The problem
List every line of the listing below that contains the string "microphone", matching case exactly.

Excerpted records
━━━━━━
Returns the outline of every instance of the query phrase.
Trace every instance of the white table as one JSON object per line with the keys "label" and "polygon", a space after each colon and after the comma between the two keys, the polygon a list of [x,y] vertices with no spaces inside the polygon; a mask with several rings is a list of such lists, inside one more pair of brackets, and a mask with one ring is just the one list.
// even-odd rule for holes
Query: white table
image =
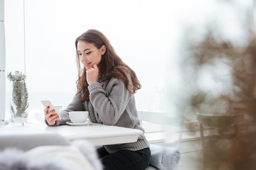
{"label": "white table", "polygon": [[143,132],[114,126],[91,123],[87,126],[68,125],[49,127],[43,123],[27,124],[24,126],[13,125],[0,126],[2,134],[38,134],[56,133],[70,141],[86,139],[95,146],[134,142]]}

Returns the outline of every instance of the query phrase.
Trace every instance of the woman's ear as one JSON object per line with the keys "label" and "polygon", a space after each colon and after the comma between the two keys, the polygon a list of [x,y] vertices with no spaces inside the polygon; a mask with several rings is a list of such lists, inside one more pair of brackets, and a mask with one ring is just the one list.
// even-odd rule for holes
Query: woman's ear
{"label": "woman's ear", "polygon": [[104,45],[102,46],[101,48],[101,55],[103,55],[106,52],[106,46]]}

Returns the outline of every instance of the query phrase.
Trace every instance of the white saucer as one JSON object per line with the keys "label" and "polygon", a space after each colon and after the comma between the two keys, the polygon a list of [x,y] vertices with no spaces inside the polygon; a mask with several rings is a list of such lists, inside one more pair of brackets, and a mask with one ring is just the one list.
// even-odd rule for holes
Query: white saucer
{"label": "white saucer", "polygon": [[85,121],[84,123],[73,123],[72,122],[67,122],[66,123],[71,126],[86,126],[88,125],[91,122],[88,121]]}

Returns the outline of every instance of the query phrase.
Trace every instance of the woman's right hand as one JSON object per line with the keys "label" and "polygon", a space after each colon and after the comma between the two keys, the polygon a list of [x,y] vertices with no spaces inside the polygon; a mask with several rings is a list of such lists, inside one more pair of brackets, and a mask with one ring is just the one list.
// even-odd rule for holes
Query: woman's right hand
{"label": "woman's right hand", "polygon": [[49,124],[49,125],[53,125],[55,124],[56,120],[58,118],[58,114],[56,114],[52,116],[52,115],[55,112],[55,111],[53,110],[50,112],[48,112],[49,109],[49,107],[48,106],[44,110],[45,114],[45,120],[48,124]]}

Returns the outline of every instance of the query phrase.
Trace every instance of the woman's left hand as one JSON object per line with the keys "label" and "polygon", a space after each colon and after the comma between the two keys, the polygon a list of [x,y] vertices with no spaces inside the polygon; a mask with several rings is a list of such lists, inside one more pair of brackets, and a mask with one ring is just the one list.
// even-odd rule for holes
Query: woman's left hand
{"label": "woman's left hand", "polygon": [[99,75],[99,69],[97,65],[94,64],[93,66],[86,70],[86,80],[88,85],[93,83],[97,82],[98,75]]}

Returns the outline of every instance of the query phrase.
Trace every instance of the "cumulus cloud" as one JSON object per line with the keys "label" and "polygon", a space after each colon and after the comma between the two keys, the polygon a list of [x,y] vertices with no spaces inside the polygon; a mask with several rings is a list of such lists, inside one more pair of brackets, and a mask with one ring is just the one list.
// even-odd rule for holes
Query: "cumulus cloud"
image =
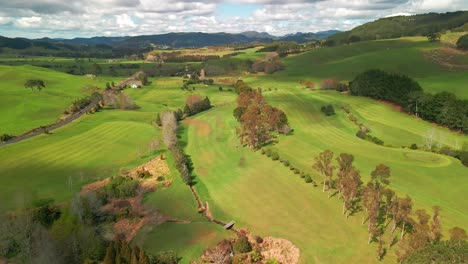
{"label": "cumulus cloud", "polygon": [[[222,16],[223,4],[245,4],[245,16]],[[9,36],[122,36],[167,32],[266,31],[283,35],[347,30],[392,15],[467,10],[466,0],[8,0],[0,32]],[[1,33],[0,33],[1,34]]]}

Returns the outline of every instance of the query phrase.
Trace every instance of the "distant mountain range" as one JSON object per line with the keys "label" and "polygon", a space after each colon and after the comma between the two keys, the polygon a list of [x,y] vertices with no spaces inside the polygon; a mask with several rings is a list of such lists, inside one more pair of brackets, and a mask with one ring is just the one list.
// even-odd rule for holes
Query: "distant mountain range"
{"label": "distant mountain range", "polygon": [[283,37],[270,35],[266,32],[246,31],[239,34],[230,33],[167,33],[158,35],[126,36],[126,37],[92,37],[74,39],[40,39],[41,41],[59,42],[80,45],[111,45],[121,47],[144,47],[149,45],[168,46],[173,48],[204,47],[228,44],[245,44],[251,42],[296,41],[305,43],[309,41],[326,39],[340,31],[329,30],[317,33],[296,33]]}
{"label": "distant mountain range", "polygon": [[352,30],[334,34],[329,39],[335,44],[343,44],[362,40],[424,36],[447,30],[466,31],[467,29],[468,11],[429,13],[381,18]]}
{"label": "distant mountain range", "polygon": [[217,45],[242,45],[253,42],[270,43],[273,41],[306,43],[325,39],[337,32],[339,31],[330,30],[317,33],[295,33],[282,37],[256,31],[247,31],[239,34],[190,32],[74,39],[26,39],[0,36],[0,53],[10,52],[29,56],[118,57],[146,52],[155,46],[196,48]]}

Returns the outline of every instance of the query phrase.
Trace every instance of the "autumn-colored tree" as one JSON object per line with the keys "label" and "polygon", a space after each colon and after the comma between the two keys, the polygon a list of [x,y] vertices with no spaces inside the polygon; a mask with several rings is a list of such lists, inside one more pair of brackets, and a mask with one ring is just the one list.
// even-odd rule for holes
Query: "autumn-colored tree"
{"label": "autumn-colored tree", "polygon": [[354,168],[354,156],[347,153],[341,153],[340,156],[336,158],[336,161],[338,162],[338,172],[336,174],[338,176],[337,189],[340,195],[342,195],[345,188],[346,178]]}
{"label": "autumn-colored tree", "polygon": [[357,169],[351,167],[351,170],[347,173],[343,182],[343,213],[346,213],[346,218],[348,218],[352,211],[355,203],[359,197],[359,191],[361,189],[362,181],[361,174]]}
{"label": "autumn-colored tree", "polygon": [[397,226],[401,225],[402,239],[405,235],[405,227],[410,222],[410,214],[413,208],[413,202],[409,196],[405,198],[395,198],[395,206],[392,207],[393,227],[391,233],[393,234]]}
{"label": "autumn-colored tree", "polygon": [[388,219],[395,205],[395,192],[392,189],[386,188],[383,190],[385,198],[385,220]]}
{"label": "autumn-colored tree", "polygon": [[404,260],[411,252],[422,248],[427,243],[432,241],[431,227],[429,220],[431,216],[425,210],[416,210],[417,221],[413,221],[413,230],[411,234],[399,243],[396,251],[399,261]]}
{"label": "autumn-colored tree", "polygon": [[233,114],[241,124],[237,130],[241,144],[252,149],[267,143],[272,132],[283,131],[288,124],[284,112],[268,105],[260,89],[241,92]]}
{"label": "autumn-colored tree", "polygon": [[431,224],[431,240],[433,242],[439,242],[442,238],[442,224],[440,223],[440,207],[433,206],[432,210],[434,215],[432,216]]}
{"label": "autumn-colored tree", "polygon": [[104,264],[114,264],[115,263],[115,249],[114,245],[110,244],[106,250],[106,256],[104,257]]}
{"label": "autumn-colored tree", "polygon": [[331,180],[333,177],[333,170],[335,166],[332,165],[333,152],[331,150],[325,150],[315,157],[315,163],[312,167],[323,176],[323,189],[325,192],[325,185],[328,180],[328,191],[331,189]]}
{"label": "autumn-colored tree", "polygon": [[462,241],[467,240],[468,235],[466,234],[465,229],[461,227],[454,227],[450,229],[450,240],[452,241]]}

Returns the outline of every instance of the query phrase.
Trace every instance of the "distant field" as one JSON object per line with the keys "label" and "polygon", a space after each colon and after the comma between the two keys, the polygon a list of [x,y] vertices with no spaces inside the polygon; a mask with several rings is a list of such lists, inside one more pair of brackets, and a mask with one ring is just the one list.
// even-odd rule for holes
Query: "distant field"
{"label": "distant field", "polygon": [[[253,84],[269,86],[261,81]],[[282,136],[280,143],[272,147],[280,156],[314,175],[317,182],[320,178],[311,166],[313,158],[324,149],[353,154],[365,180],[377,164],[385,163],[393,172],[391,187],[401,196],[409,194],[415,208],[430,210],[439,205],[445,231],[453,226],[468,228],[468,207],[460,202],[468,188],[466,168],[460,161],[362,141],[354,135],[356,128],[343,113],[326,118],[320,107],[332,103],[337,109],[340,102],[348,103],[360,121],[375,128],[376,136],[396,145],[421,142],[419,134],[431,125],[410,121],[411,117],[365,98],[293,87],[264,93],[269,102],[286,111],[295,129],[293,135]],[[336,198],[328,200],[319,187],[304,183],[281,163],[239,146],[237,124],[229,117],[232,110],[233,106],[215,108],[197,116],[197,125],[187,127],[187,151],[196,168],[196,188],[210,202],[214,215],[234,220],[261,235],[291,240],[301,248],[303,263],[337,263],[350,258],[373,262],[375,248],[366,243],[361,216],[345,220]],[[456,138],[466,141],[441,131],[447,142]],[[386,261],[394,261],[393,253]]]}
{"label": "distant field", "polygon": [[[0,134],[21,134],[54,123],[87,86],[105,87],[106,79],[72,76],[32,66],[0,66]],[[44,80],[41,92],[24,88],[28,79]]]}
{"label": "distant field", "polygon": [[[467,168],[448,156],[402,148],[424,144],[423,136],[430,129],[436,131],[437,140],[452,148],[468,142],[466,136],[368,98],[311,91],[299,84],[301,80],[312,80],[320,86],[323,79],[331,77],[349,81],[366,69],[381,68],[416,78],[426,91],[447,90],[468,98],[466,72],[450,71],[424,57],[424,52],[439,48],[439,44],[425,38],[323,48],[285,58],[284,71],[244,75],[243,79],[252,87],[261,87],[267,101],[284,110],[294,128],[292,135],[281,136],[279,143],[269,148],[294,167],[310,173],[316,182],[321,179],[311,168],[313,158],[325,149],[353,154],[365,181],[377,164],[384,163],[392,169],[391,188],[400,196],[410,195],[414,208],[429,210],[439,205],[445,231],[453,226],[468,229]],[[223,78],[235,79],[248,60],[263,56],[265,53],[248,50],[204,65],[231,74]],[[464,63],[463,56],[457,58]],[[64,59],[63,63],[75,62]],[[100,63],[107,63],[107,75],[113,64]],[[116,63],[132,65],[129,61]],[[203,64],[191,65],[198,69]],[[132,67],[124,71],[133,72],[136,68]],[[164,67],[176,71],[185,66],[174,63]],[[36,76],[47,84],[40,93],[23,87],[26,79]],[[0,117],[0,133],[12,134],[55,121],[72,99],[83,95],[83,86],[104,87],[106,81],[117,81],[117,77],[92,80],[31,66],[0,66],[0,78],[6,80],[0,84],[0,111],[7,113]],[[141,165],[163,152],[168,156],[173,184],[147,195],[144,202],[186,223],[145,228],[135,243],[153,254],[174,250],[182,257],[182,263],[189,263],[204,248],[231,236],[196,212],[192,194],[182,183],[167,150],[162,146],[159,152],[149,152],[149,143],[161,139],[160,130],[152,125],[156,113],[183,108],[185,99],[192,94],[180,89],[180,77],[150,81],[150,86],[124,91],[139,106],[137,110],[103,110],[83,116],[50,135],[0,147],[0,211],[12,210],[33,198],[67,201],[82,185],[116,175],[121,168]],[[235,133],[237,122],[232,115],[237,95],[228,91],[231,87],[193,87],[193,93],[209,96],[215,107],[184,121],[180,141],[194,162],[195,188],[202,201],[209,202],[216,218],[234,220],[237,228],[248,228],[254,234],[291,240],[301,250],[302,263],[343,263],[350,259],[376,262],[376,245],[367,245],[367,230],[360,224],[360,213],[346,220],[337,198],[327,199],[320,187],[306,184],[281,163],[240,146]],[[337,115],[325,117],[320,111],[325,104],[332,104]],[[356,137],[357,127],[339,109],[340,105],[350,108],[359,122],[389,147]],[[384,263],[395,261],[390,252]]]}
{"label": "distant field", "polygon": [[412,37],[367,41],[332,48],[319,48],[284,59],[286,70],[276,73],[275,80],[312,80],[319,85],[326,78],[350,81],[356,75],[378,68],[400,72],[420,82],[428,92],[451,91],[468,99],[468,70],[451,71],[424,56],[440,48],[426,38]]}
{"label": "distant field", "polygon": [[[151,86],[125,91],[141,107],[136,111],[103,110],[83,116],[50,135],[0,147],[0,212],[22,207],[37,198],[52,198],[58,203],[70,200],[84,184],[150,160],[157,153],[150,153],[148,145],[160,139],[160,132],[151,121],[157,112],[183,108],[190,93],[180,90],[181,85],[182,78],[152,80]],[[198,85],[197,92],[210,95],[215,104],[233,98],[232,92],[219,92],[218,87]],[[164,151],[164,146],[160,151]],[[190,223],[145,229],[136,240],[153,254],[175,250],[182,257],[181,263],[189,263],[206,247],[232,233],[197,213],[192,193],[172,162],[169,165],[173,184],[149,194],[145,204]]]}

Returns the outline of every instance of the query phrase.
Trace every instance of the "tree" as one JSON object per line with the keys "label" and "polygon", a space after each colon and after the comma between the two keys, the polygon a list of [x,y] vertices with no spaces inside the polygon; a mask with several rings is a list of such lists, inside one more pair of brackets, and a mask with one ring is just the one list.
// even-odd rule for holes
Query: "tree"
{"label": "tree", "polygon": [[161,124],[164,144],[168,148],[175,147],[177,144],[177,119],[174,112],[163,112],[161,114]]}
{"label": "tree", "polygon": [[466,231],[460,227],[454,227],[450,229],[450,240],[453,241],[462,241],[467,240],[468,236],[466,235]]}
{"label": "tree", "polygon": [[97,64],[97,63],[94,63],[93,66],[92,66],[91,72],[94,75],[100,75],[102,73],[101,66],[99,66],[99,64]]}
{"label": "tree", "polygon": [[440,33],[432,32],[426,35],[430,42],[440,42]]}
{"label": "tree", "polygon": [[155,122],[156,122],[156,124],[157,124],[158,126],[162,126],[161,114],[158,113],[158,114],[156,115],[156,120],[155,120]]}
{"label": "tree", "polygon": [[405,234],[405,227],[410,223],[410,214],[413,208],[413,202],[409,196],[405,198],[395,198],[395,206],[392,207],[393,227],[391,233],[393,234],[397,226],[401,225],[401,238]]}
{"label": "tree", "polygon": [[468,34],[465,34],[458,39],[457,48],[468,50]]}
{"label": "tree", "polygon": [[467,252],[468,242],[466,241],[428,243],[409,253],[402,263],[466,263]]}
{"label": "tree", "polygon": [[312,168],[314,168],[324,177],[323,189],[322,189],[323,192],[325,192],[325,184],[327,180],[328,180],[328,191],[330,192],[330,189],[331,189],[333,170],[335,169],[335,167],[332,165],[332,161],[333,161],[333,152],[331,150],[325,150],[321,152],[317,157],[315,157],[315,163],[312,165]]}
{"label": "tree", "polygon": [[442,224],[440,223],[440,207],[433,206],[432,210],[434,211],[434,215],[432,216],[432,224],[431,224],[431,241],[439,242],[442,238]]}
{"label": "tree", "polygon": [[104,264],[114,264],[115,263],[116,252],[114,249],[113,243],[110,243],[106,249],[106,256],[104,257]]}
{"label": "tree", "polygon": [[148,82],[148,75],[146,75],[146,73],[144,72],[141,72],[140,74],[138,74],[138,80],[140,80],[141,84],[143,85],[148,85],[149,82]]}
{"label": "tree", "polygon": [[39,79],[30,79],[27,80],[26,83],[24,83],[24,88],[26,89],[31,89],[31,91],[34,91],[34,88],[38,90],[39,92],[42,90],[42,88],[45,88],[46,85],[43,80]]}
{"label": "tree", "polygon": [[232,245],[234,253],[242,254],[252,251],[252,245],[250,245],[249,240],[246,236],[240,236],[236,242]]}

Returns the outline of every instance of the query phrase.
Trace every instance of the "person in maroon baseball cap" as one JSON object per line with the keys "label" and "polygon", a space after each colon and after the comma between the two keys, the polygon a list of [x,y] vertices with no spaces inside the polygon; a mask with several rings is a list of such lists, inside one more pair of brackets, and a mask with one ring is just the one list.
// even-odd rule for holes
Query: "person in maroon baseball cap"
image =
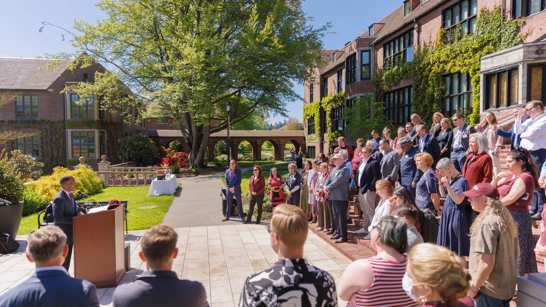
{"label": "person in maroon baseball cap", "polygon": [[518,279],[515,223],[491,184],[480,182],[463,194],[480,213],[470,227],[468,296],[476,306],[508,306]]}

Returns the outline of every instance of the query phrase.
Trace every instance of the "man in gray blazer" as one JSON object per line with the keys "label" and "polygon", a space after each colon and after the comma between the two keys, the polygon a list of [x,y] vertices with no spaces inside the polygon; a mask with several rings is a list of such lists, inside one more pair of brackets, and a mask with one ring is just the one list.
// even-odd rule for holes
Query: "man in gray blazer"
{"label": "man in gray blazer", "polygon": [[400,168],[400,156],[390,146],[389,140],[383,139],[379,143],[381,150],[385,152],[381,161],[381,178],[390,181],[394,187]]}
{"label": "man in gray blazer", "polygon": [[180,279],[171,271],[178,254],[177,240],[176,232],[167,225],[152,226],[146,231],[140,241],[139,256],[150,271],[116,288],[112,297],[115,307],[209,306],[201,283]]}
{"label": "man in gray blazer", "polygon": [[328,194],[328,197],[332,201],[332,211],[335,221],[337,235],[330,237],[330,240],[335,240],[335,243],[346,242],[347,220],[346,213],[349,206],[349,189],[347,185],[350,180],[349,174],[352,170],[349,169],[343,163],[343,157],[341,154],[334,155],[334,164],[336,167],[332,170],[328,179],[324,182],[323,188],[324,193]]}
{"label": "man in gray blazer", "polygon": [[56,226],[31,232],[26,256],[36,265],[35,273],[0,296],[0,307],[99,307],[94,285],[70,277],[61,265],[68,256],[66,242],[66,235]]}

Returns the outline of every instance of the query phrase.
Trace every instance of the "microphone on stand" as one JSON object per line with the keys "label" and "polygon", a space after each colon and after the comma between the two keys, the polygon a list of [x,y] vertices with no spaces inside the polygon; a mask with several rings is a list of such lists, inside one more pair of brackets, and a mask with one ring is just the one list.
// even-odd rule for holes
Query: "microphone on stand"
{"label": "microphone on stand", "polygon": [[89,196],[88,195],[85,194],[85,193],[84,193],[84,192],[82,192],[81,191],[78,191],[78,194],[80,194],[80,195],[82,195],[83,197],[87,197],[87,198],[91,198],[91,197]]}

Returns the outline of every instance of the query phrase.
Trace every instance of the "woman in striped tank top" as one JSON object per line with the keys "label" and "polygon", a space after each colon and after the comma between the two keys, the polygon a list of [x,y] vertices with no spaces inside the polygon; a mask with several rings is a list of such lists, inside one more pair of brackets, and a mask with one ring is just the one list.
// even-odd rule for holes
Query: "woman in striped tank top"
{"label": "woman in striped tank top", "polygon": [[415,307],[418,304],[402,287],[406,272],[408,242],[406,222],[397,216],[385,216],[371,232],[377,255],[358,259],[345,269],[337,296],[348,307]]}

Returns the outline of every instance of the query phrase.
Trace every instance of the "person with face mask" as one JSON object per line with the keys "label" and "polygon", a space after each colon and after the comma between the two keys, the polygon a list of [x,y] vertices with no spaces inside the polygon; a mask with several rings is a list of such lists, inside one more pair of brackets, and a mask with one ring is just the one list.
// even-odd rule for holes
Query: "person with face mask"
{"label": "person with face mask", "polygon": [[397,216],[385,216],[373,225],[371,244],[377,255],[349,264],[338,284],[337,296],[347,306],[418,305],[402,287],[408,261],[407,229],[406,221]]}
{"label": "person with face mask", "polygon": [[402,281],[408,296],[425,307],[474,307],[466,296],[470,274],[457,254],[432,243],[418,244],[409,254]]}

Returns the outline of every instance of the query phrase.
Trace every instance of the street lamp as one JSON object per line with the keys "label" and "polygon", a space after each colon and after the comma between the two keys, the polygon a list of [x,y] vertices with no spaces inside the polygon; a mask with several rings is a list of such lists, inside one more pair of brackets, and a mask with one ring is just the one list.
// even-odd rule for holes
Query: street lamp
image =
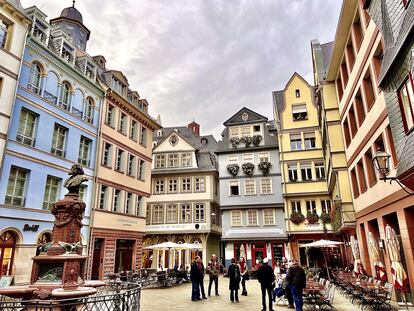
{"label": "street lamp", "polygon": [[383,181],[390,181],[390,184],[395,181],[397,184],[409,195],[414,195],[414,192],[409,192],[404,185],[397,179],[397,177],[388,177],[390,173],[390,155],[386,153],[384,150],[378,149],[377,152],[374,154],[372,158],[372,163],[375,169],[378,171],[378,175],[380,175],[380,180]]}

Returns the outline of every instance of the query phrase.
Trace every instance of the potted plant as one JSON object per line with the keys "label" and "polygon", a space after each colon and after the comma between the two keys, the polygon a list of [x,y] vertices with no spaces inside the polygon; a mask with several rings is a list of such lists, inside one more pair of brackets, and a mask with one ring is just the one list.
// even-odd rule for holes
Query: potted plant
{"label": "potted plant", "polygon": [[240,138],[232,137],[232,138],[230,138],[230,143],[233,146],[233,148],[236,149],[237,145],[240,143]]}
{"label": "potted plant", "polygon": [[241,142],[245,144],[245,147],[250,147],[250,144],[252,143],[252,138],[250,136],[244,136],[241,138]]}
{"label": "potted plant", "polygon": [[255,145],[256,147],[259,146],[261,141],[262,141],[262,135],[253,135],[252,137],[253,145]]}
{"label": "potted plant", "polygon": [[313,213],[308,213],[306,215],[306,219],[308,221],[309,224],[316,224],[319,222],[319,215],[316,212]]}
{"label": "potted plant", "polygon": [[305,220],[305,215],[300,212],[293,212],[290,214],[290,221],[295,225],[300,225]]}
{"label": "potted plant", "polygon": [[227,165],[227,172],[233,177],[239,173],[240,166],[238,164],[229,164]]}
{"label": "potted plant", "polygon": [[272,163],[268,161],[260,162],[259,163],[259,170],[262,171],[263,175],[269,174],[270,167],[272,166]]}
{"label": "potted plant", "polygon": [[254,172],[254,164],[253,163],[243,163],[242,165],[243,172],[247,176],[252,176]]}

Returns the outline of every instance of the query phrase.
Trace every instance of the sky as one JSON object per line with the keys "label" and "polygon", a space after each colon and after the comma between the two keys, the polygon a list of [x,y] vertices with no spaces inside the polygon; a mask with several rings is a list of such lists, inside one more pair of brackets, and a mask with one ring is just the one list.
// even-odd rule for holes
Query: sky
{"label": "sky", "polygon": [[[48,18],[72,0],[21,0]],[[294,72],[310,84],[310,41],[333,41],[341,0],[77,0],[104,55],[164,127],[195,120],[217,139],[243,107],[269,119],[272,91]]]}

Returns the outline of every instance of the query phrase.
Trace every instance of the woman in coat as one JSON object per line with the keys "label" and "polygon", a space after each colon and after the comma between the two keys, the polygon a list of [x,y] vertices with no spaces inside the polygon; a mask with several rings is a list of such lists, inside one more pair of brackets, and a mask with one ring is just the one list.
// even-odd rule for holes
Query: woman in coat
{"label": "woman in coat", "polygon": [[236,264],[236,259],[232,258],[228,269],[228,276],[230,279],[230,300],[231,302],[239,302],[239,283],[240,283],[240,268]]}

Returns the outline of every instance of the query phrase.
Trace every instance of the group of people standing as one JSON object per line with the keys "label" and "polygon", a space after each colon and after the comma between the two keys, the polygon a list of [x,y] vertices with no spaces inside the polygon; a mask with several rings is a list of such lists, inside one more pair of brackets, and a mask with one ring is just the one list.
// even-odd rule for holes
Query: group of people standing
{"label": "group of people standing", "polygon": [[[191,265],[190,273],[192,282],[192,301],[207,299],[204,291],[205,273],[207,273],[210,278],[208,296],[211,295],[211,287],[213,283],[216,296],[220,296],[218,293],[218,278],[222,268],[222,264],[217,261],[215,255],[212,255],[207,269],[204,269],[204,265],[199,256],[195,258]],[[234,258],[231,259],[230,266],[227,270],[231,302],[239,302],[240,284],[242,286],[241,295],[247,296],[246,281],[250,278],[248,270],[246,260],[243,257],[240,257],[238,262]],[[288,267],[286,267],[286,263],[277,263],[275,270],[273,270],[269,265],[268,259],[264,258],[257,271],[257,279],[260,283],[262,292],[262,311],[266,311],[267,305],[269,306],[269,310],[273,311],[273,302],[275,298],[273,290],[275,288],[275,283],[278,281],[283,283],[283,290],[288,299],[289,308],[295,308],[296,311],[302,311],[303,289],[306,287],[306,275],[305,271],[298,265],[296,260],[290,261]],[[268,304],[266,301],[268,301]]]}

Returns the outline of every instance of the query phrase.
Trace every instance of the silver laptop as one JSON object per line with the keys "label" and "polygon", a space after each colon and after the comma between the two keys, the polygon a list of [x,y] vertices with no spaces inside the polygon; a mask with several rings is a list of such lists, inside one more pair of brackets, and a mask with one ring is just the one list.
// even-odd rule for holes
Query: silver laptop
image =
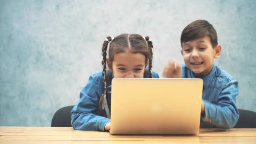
━━━━━━
Completed exercise
Trace every instance of the "microphone on stand" as one JSON object per line with the keys "label" and "polygon", a space after each colon and after the comma between the two keys, the polygon a list of [x,y] vertices with no spaces inside the polygon; a mask with several rings is a list of such lists, inside one more pair of brackets, and a mask with one ring is just the one list.
Query: "microphone on stand"
{"label": "microphone on stand", "polygon": [[89,196],[88,195],[85,194],[85,193],[84,193],[84,192],[82,192],[81,191],[78,191],[78,194],[80,194],[80,195],[82,195],[83,197],[87,197],[87,198],[91,198],[91,197]]}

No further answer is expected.